> **Excerpt**:
################
Of course, most people won’t go through with this, but if Trump wins the election, the ranks of our deeply disillusioned fellow Americans will surely grow even larger.

I had been thinking about this for a while when the subject came up in a recent conversation with my brother Ruben, a proud Vietnam veteran whose blood boils when Trump’s name is mentioned. My brother half-jokingly insists that he will become a recluse if the former president returns to the White House.

“I will stay and fight,” I told him, even though people like me would likely be Trump’s targets.

As a vocal critic of Trump, I am one of those people the former president calls “enemies of the people.”

On the contrary, I believe my views reflect those of most Americans who understand that a second Trump presidency could destroy, or at least severely injure, our democracy and lead to the persecution of virtually anyone who openly disagrees with him.

Not to mention that as a playwright, I often explore themes related to social justice in my work, and from a decidedly liberal point of view. I once wrote a satire that had the word “Trumpifornication” in the title. Do you know what I mean?

I’m not a Democrat, but I voted for Biden in 2020 and plan to vote for him again. I guess if the choice is between a rational, experienced, politically centrist octogenarian and a self-proclaimed wannabe dictator and newly minted felon who was also found guilty of sexual assault and massive economic fraud while also being accused of stealing top secret documents and trying to overthrow our government, call me crazy, but I’ll vote for the geezer from Scranton every time.

Speaking of targets, did I mention that I am brown, Latino, the son of an immigrant from Mexico, and someone who is not afraid to tell the truth: that the vast and overwhelming majority of immigrants who come to the United States only want a better life and have absolutely no evil intentions?
################
> **Given data**:
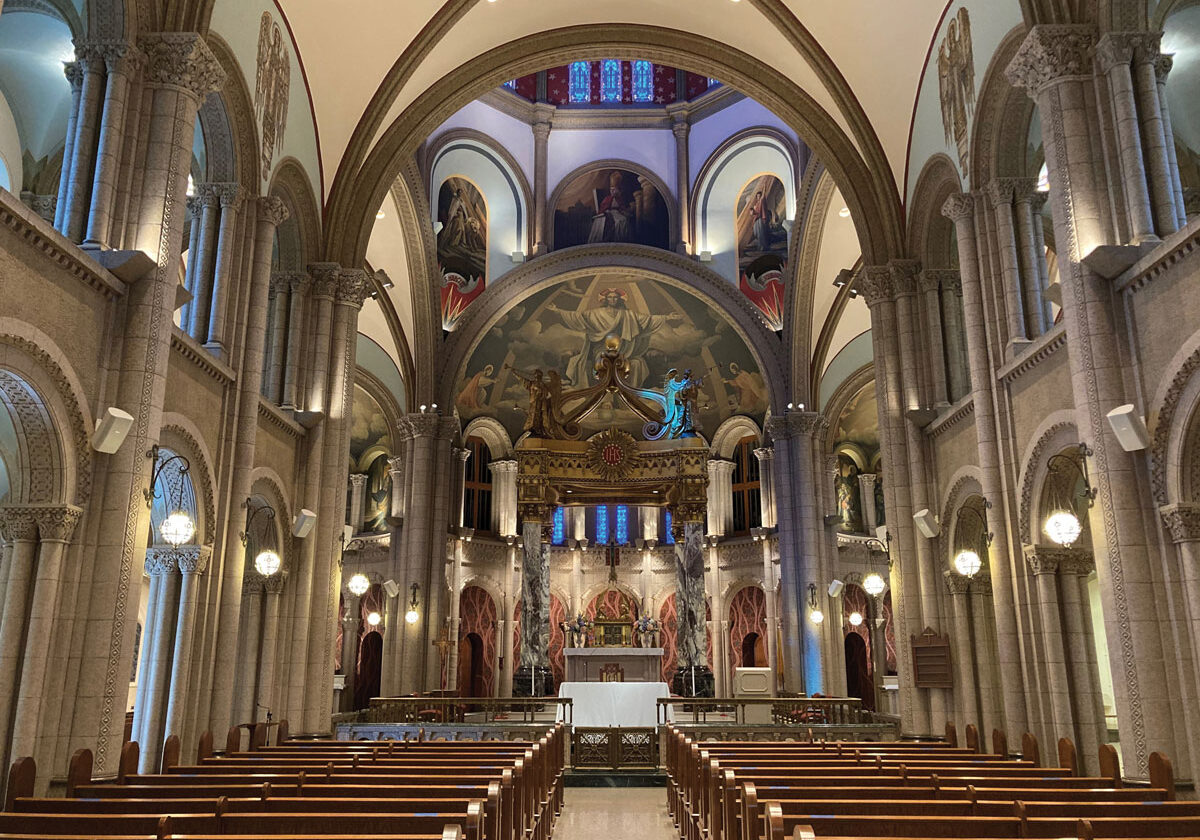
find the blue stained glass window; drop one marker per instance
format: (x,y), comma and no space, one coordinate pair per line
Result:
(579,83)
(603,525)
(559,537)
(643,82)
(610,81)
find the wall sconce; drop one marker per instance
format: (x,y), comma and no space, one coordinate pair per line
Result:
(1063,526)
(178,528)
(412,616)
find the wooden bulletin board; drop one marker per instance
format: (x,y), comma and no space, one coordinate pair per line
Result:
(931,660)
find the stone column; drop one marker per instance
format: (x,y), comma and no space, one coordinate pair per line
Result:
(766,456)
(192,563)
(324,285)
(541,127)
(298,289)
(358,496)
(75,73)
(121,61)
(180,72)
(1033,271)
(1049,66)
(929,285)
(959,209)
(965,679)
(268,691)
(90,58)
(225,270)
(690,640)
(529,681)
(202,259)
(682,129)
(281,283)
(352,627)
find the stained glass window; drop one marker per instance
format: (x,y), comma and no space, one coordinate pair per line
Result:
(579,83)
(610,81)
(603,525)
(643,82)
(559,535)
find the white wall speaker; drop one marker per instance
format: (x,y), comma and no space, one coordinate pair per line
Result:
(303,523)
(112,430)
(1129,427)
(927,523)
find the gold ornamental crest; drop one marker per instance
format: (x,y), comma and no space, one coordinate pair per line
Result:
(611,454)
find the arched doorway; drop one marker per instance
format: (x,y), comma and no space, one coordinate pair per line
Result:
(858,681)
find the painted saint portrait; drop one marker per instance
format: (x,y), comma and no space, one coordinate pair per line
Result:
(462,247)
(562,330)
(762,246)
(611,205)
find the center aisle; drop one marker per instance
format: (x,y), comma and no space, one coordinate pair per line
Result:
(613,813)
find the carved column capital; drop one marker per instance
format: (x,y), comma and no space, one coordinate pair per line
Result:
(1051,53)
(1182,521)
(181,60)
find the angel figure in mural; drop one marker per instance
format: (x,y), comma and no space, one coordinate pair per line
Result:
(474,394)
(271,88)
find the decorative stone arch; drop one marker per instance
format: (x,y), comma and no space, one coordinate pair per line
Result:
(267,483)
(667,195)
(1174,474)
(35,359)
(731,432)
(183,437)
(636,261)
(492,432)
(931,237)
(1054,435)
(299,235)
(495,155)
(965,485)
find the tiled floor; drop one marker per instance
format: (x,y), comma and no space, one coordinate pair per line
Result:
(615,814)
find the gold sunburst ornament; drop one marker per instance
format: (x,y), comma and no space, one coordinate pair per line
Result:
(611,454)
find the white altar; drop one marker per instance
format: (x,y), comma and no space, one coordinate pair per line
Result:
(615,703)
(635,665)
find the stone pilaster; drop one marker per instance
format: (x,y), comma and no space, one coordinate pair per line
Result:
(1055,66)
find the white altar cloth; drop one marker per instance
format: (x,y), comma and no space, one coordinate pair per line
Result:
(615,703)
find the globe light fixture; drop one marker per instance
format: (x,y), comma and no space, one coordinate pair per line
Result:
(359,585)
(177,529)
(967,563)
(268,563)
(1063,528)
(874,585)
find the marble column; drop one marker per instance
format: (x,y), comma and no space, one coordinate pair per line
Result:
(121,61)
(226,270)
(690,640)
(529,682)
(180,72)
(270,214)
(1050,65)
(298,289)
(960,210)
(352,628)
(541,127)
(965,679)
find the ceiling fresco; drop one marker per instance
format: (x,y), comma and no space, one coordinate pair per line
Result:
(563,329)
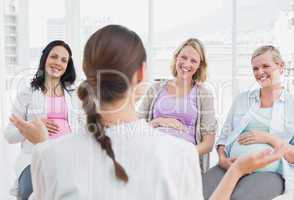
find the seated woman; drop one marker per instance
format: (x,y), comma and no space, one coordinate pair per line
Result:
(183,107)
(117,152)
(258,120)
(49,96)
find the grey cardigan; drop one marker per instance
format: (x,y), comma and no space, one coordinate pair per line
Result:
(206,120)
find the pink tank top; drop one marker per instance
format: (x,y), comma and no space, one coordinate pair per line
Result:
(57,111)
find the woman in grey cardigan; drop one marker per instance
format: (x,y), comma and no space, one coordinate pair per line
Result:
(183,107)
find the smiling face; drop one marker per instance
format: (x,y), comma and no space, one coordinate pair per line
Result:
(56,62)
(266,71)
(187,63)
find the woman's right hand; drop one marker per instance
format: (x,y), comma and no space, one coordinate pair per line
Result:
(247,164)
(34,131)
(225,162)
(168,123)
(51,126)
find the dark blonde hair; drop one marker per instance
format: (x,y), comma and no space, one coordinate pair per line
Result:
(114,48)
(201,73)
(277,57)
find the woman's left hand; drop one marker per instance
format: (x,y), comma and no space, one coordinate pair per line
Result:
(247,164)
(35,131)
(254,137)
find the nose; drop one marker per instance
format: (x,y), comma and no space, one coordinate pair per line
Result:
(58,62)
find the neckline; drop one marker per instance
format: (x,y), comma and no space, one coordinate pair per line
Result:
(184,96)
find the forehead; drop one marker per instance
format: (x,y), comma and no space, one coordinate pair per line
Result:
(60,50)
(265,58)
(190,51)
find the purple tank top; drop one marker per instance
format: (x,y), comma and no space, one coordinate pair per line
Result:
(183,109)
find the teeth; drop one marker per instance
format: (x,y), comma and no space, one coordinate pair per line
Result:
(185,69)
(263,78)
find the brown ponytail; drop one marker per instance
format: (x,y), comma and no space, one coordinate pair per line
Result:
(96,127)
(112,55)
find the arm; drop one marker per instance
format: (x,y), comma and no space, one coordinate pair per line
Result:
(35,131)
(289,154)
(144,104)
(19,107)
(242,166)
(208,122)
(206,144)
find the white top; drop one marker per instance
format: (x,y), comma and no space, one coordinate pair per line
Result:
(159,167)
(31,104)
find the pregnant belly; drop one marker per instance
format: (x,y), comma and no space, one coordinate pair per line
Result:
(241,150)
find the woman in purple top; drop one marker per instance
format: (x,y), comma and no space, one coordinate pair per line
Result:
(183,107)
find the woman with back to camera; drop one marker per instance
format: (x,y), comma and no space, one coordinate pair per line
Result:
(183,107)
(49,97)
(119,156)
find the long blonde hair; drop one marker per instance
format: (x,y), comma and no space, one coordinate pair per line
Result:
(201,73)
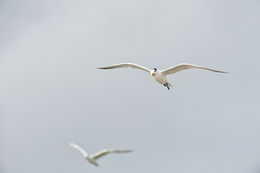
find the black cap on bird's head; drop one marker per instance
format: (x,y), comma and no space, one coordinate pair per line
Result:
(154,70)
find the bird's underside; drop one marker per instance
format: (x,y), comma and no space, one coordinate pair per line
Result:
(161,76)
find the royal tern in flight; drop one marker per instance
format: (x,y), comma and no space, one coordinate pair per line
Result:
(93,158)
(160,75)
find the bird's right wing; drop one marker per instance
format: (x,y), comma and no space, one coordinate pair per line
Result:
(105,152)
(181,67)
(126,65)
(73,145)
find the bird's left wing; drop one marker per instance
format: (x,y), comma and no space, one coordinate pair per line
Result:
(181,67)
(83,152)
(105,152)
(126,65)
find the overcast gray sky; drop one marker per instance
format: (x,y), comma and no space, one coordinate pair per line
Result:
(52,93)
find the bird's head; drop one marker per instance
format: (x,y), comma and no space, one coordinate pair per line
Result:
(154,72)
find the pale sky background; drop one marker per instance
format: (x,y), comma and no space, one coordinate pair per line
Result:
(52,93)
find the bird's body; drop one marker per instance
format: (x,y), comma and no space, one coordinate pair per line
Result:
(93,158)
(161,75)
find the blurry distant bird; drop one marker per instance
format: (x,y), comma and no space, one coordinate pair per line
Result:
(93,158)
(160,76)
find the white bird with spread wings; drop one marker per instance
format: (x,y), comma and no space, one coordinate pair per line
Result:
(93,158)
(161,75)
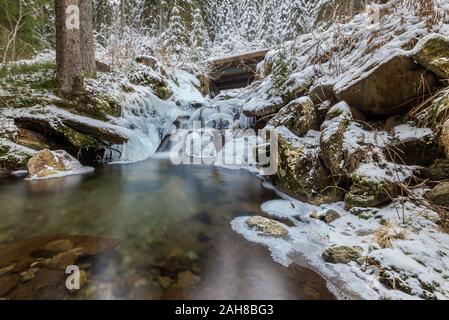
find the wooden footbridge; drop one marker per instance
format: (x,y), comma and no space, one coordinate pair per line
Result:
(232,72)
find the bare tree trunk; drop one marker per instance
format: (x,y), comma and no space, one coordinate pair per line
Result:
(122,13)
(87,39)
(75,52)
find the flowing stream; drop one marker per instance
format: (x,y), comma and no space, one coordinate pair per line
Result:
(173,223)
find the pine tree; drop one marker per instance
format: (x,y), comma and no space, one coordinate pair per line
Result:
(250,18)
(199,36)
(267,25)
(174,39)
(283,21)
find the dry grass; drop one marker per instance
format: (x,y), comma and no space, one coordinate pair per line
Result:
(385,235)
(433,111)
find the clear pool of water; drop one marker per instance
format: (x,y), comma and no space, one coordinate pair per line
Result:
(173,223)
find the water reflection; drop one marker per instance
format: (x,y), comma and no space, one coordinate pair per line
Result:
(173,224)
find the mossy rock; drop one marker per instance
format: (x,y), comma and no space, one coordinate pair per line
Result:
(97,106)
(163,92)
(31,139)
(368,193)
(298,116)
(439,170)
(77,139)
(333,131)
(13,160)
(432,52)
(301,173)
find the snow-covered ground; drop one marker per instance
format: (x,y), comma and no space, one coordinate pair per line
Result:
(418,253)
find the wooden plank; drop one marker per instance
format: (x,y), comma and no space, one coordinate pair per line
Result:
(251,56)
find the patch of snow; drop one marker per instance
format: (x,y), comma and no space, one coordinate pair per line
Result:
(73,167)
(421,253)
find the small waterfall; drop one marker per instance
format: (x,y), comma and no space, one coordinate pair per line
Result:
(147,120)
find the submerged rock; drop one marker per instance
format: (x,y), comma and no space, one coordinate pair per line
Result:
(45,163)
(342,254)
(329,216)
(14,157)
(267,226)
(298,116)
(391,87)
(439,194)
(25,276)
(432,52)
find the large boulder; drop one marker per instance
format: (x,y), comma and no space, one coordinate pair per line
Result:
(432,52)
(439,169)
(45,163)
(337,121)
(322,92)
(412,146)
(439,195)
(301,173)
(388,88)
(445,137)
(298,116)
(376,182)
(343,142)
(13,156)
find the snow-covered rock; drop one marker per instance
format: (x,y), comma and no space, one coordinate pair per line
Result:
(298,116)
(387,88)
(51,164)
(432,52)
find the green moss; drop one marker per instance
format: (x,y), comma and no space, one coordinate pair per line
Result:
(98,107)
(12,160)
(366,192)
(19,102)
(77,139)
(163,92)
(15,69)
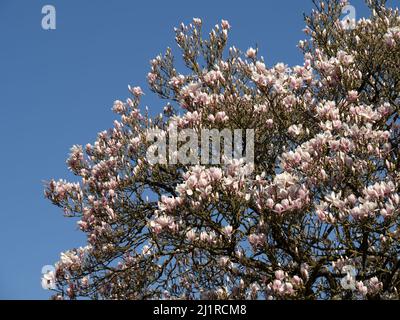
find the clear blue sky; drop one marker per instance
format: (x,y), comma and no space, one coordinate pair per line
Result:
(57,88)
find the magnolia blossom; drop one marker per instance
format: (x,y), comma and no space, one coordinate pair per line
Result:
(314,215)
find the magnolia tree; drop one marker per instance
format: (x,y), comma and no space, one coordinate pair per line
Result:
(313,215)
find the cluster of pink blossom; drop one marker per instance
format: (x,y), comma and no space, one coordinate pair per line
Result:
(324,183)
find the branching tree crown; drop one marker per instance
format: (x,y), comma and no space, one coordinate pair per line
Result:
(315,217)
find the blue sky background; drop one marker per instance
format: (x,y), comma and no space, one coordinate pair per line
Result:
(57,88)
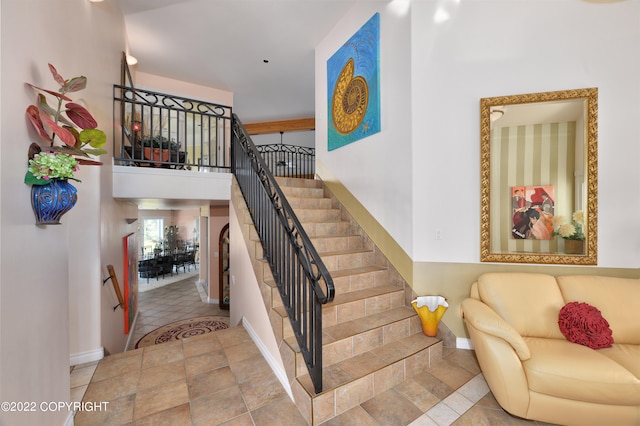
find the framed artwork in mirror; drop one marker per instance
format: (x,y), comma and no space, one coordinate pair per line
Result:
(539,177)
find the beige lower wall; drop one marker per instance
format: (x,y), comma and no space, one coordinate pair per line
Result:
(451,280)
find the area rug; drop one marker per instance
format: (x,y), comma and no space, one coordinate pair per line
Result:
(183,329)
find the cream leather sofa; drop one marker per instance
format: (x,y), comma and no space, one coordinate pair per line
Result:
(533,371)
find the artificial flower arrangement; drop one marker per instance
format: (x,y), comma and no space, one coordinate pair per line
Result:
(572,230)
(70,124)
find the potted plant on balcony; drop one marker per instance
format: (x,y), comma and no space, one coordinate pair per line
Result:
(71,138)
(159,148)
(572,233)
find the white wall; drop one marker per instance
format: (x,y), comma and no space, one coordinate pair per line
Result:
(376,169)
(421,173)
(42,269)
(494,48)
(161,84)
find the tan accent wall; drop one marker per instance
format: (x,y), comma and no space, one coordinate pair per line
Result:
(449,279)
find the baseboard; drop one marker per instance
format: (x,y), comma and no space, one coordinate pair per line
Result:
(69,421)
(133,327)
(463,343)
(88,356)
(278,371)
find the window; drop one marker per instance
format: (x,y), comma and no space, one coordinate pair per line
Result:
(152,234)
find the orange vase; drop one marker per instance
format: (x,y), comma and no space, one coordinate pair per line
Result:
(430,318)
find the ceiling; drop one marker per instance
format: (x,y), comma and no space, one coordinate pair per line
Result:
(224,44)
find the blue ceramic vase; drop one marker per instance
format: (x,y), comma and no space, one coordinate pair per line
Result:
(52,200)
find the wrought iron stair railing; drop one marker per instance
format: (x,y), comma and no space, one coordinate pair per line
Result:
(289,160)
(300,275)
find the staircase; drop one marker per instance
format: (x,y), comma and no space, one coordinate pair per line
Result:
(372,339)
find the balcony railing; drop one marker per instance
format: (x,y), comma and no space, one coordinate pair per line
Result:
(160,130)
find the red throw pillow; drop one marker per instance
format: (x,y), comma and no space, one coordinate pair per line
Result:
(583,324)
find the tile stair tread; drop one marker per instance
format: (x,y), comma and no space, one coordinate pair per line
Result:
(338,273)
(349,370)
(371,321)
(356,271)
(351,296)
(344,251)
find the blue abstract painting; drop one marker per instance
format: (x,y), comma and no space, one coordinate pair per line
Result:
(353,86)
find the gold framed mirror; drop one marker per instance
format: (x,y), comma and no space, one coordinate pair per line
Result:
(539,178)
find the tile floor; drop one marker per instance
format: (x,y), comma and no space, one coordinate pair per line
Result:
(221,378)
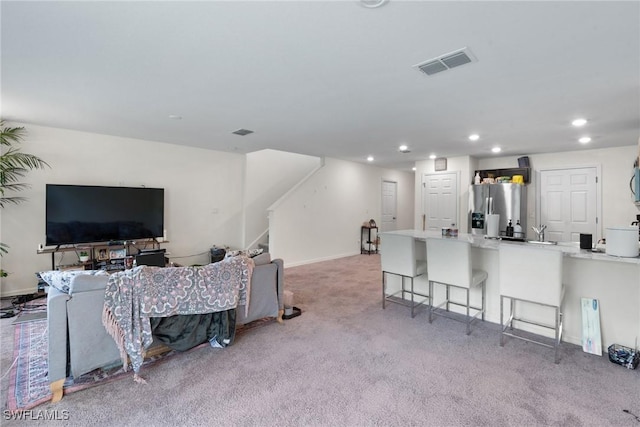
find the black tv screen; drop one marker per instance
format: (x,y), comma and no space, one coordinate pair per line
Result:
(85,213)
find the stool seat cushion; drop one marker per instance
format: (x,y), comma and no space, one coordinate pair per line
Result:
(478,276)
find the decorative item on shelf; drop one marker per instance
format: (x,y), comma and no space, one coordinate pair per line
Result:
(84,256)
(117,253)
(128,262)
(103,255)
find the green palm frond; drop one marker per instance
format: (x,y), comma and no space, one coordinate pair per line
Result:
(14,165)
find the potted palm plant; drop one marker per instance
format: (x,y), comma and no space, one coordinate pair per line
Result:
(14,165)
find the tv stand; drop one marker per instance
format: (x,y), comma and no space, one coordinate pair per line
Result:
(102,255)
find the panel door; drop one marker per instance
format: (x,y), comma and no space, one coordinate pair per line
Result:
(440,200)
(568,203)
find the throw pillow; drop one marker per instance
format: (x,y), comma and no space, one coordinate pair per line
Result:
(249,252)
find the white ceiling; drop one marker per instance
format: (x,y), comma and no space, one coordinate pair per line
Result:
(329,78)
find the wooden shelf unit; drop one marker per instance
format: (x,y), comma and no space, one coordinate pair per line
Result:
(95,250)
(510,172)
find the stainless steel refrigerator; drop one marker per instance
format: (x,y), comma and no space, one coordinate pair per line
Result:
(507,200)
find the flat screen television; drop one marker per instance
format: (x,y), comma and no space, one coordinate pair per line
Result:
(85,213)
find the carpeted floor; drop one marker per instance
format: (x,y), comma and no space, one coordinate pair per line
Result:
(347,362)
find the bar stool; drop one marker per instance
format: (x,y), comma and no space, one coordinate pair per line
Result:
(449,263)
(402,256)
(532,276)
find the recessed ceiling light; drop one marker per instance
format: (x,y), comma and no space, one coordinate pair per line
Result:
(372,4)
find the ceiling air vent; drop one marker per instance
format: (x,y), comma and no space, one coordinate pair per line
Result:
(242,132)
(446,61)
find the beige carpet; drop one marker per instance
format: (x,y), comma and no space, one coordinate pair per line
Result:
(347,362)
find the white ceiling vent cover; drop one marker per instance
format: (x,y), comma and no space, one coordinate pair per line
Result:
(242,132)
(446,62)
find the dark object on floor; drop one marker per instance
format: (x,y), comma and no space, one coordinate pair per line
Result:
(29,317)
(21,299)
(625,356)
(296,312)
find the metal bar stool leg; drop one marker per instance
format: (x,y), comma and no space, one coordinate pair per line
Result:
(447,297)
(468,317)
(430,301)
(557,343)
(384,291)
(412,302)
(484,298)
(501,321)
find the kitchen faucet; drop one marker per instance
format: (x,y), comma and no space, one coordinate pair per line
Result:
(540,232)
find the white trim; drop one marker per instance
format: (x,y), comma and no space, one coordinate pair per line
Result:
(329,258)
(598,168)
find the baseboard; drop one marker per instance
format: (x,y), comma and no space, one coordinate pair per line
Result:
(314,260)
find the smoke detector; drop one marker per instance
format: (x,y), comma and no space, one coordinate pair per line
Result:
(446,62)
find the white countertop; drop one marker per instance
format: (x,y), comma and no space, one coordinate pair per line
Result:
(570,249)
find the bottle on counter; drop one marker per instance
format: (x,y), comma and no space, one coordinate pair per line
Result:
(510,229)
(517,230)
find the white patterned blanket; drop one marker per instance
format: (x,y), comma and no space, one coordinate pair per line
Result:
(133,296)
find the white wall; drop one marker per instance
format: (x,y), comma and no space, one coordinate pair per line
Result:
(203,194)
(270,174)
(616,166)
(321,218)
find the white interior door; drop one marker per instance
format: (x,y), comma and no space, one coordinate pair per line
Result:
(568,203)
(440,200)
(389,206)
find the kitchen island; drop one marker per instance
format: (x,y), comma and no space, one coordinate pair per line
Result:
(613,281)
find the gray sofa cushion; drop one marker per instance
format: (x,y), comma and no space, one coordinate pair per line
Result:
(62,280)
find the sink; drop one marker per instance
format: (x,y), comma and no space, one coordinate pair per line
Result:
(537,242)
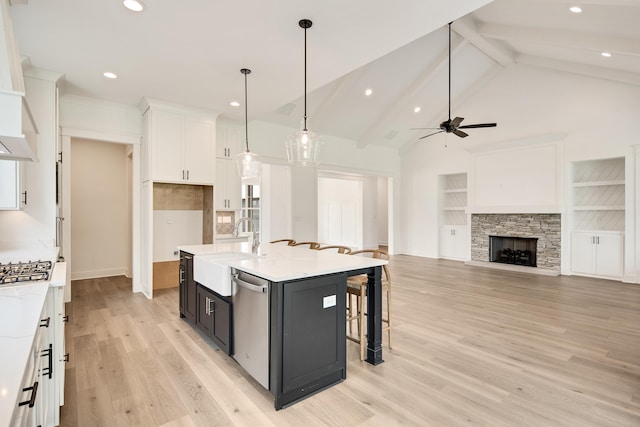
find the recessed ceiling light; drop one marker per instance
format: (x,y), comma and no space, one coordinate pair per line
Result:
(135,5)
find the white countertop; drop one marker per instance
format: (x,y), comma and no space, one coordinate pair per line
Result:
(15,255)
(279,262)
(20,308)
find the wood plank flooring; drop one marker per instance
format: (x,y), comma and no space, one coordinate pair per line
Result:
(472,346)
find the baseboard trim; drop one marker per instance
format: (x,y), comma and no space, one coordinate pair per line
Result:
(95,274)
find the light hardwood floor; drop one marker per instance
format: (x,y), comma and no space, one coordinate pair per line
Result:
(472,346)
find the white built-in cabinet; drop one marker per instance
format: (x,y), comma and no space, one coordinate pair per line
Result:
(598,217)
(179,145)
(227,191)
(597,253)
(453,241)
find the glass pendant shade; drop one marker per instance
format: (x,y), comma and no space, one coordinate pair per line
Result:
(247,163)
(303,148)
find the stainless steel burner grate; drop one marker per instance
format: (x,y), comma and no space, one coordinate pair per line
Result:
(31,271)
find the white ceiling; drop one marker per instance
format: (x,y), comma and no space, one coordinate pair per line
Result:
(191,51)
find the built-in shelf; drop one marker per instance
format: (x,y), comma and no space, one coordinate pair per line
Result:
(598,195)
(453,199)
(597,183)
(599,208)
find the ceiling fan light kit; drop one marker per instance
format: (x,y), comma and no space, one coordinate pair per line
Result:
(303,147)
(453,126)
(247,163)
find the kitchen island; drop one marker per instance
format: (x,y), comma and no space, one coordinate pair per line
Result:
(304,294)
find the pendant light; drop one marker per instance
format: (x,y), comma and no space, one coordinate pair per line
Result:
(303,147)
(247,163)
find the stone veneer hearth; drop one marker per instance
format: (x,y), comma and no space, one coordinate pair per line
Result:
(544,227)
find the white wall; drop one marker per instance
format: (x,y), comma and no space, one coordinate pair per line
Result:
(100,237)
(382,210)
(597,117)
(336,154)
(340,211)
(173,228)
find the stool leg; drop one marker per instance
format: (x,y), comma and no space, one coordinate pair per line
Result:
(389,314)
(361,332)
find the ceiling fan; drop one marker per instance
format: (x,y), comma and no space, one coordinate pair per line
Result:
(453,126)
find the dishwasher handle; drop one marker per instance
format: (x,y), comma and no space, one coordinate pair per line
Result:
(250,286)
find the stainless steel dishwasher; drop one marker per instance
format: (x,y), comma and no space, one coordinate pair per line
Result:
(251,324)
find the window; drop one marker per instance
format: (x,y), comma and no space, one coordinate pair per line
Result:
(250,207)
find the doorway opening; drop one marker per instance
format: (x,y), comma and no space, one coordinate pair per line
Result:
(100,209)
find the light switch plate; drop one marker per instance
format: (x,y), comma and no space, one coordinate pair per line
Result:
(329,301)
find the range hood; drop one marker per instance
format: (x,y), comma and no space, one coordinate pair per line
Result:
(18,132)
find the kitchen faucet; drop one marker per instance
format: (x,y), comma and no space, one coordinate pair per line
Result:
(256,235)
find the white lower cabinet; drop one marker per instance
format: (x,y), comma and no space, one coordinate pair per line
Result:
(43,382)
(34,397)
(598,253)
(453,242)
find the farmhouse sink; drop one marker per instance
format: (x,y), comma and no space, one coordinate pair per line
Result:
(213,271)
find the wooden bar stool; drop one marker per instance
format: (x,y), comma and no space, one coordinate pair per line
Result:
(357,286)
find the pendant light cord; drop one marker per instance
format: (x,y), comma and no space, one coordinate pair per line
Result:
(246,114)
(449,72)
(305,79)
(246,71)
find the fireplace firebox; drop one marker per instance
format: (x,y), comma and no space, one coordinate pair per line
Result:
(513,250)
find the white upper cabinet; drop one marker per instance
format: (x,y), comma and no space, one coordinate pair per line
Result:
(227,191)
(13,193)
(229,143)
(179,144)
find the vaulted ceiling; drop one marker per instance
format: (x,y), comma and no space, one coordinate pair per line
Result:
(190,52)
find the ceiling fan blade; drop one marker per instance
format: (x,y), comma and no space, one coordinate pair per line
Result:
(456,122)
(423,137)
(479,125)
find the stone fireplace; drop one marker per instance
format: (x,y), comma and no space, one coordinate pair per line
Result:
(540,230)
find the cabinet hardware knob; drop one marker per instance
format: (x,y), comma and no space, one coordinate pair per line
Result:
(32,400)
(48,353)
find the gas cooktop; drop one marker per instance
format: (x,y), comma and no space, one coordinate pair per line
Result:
################
> **Given request 1**: In the essay on a second Trump presidency, what does the writer's brother Ruben say he will do if Trump returns to the White House?
> **Given request 2**: Carry on the essay on a second Trump presidency from its last sentence.
The rows were taken from a separate source.

> **Written reply 1**: He half-jokingly says he will become a recluse.

> **Written reply 2**:
I could go on, but basically everything about me suggests that I, like millions of us, could become the target of his wrath or the wrath of his increasingly radical and violent supporters should Trump return to the White House.

And that brings us back to the issue of guns. Should I buy one to protect myself and my family from the MAGA cult?

I really don’t want that, because I believe this country would be a much better place if far fewer people owned far fewer guns.

At the moment my “weapon of choice” is my keyboard, my voice and my ideas, which I will never let go of.

Yet I am reminded of how, during the Civil War, fellow Americans, neighbors, and even siblings took up arms and slaughtered each other by the thousands over whether whites had a “state right” to rule over blacks.

I am not saying that civil war or widespread political violence is imminent – ​​at least not yet – but I do believe that “times are a-changing” and that this time things could get a lot worse before they get better.

In the meantime, I am still against buying a gun.